Records from a dataset
______________________________
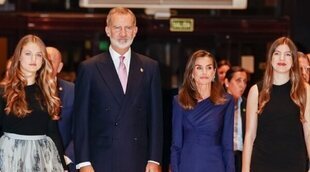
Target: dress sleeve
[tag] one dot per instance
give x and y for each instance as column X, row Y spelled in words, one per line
column 177, row 135
column 227, row 136
column 53, row 133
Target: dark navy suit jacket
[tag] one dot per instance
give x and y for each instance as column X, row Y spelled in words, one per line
column 114, row 131
column 66, row 95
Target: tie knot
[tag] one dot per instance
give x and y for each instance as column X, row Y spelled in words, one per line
column 122, row 58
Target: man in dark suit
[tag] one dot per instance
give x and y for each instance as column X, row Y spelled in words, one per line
column 118, row 120
column 66, row 95
column 236, row 79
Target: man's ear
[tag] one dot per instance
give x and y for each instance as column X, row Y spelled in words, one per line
column 60, row 67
______________________________
Return each line from the material above exactly, but not the pictures.

__Task output__.
Target: dress sleeve
[tag] one dot per instance
give x and y for each instance as column X, row Y spelled in words, one per line
column 177, row 135
column 227, row 136
column 53, row 133
Target: dark navy suit jacket
[tag] one dot per instance
give x and y for each instance as column X, row Y spelled in words, one per line
column 114, row 131
column 66, row 95
Target: tie knot
[tag] one dot per instance
give x and y for each instance as column X, row Y spelled in words, one per line
column 122, row 58
Target: man in dark suit
[tag] one dot per instance
give x and y for each instance as column X, row Y spelled in words, one per line
column 118, row 120
column 66, row 95
column 236, row 79
Target: man's ear
[tag] one dot per instance
give x and y for each instance as column X, row Y spelled in words, one per line
column 60, row 67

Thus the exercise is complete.